* What you will do
Reproduce the entries below with "keypoint" replaced by "marker" and everything else unchanged. Omit the pictures from your answer.

* Task material
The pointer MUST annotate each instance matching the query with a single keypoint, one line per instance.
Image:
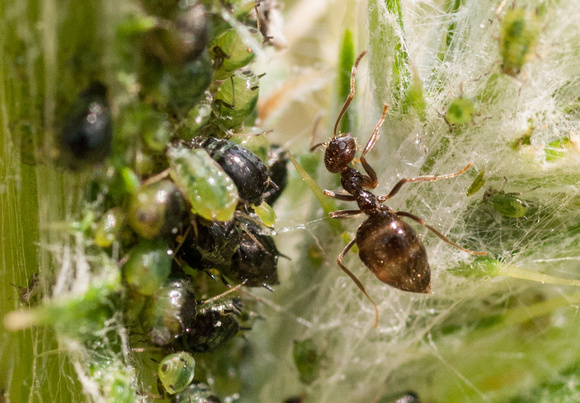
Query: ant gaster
(387, 245)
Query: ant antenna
(351, 95)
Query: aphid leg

* In response
The pointer MUST annotate each instance matching the query with a single marker, one line per instance.
Image:
Query: ant gaster
(387, 245)
Query: ant antenna
(351, 95)
Query: aphid leg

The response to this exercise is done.